* [RETOS]:
a) Responde con base en la reflexión sobre el sexto domingo de Pascua:
(i) ¿Quiénes, según se menciona, tampoco pueden entrar en nuestra zona interior?
(ii) ¿Cómo se presenta muchas veces la vida?
(iii) ¿Qué otro defensor nos da el Señor?
b) En la reflexión sobre el sexto domingo de Pascua, ¿por qué saberse habitado le cambia la vida al cristiano? Explícalo en una a tres oraciones.
c) Copia de la reflexión el pasaje que va de "La vida, muchas" a "juzgado desde fuera.", cambiando "tribunal" por "juicio".
*** DOCUMENTO
Sexto domingo de
Pascua
¿Con quién estoy
cuando estoy solo? ¿con quién puedo contar siempre y para siempre?
Es cierto que
muchas veces en la vida estamos acompañados de muchas personas, pero aunque
estemos acompañados de muchas personas, hay una zona de nosotros mismos
–nuestra interioridad, nuestra mismidad- donde, por mucho que nos quieran y nos
conozcan, nadie puede entrar. Ni nuestros padres, ni nuestros seres más
queridos. Y ahí, cuando nos sentimos más solos, ¿nos sentimos aislados,
abandonados, deshabitados, vacios?
El cristiano sabe
que es un hombre y una mujer habitado. “…volveré a vosotros, no os dejaré
huérfanos…” y eso te cambia la vida. Porque no es una presencia que se impone y
te destruye, sino una presencia que cohabita contigo, te estimula y te
fortalece, con la cual puedes contar.
Y hay muchas veces
en la vida donde también decimos: ¿con quién puedo contar para todo, siempre y
en todo?
La vida, muchas
veces, se presenta como una especie de tribunal donde yo tengo que dar razón de
mí mismo, de mis obras, de mis planteamientos; donde yo tengo también que ser
capaz de responder de mis actos y de sus consecuencias, y, donde muchas veces,
en ese tribunal no me siento comprendido, me siento juzgado demasiado aprisa,
juzgado desde fuera.
Necesitamos un
testigo que hable por nosotros, un testigo de nuestra defensa, alguien que
testifique nuestras razones más profundas. Y ese es el Defensor, el Paráclito,
aquel con quien puedo contar; que es Cristo y el Señor nos da, además, otro
defensor, el Espíritu Santo. Cuando yo estoy con Él, cuando yo me dejo guiar
por Él, ya puede la gente, incluso yo mismo con mis traumas o complejos, decir
lo que quieran de mí mismo. La verdad de mí mismo, la felicidad de mí mismo
está garantizada por alguien con el que se puede contar. No dependo de la
opinión de los demás, ni siquiera dependo de mi opinión, más o menos falsa, más
o menos exagerada por arriba o por abajo. Es un certificado de autenticidad y
de garantía.
******
*** LISTADO
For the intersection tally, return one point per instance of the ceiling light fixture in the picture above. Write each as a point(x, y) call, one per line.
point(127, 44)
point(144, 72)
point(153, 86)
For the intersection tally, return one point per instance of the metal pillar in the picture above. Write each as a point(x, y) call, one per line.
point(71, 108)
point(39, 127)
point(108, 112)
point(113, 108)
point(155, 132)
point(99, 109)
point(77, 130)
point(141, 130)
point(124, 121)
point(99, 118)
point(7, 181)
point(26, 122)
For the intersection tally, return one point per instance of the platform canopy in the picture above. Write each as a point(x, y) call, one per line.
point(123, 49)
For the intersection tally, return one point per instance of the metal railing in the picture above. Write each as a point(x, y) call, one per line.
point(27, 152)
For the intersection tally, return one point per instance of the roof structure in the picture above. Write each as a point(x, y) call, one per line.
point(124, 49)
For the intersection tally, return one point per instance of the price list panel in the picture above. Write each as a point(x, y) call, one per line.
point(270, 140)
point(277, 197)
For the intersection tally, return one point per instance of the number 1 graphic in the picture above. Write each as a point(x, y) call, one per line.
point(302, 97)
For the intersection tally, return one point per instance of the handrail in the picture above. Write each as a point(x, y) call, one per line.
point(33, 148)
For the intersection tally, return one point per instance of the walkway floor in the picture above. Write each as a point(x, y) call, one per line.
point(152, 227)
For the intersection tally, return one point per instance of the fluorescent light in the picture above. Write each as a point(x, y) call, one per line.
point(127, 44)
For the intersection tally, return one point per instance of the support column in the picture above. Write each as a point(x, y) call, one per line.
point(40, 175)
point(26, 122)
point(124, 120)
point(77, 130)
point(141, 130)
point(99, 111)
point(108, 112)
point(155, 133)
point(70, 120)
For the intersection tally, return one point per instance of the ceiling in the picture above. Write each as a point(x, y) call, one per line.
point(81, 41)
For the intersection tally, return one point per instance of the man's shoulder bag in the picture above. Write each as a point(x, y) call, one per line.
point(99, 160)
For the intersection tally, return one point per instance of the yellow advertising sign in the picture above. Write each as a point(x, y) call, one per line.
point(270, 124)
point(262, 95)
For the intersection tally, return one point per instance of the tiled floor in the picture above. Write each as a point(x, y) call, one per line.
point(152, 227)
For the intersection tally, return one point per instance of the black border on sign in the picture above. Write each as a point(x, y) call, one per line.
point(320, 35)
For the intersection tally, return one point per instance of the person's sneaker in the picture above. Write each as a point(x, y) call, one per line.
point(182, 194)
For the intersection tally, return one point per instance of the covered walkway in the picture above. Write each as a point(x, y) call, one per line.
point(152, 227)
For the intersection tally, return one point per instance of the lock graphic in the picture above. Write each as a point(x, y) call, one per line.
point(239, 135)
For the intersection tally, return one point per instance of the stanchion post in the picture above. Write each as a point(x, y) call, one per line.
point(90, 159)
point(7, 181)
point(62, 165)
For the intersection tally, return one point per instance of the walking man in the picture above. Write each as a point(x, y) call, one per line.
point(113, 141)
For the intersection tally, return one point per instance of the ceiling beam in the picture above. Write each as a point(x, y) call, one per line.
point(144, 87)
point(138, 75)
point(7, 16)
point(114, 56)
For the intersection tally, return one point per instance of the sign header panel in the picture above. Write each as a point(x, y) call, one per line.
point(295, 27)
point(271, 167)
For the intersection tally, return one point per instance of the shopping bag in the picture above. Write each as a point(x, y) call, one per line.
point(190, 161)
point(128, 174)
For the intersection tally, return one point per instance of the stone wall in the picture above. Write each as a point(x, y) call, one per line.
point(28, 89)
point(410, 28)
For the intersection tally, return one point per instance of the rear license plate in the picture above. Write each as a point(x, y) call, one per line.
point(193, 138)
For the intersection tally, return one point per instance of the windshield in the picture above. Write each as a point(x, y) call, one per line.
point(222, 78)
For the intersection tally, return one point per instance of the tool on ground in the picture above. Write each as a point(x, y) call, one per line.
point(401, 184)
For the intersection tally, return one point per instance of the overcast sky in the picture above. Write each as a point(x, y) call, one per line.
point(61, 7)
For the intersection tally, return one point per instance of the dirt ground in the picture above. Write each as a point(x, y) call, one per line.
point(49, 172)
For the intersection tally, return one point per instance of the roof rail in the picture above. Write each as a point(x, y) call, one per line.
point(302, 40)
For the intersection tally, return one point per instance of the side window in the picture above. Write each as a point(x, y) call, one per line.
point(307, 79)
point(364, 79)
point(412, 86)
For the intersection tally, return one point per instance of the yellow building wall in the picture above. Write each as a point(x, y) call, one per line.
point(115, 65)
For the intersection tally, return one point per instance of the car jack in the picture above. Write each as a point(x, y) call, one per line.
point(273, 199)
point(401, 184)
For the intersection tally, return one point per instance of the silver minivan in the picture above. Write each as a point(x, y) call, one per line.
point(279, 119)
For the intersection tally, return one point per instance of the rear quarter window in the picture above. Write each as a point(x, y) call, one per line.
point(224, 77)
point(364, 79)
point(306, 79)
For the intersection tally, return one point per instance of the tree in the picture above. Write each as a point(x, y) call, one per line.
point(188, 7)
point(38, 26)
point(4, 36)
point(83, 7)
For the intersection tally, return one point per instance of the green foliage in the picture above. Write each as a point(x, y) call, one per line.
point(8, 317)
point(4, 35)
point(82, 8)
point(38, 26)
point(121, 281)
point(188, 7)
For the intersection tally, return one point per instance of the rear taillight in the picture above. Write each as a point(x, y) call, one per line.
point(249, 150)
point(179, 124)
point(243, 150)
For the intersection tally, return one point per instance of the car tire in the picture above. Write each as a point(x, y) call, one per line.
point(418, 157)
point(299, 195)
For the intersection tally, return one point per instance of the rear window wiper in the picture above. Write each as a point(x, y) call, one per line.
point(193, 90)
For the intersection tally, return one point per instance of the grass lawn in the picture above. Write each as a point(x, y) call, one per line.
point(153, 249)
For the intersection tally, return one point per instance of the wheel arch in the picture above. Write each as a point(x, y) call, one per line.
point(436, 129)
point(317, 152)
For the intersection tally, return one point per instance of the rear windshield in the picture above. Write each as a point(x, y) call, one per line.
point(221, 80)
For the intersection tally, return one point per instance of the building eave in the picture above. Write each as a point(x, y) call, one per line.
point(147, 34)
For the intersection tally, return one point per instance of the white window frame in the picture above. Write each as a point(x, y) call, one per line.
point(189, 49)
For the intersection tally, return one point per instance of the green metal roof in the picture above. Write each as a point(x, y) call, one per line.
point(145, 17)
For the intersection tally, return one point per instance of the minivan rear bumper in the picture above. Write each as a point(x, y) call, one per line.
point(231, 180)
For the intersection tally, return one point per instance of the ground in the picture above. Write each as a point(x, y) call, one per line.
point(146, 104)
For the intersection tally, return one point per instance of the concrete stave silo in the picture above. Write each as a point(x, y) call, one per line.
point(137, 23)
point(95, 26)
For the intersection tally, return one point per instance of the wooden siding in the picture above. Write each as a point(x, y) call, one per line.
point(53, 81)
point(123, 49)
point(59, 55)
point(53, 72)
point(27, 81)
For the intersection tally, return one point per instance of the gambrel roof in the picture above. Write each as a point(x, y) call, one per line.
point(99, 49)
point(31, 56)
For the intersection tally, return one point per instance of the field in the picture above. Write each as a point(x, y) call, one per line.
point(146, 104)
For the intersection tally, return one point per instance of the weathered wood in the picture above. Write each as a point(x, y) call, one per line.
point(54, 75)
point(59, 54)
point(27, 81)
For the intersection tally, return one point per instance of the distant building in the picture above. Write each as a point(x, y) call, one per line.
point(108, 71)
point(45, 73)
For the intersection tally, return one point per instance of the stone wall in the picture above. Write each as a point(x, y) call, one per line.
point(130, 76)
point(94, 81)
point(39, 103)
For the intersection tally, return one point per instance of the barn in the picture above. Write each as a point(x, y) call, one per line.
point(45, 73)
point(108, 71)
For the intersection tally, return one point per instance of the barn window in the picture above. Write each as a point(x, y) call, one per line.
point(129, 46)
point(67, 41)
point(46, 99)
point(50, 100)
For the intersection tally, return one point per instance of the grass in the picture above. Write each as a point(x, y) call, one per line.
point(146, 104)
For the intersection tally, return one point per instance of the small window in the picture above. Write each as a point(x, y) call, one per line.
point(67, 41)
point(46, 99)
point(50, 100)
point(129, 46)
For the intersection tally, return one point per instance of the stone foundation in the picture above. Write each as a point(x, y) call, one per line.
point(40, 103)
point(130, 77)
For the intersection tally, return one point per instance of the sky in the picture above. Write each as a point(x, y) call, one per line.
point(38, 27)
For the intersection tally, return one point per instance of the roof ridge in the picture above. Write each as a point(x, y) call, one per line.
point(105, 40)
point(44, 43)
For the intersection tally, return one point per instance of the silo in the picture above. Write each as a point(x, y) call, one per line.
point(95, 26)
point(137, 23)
******
* [RESPUESTAS]:
a)
(i) Ni nuestros padres ni nuestros seres más queridos.
(ii) Como una especie de tribunal donde uno tiene que dar razón de sí mismo.
(iii) El Espíritu Santo.

b) Le cambia la vida porque esa presencia no se impone ni lo destruye. Al contrario, cohabita con él, lo estimula y lo fortalece, y puede contar con ella.

c)
La vida, muchas
veces, se presenta como una especie de juicio donde yo tengo que dar razón de
mí mismo, de mis obras, de mis planteamientos; donde yo tengo también que ser
capaz de responder de mis actos y de sus consecuencias, y, donde muchas veces,
en ese juicio no me siento comprendido, me siento juzgado demasiado aprisa,
juzgado desde fuera.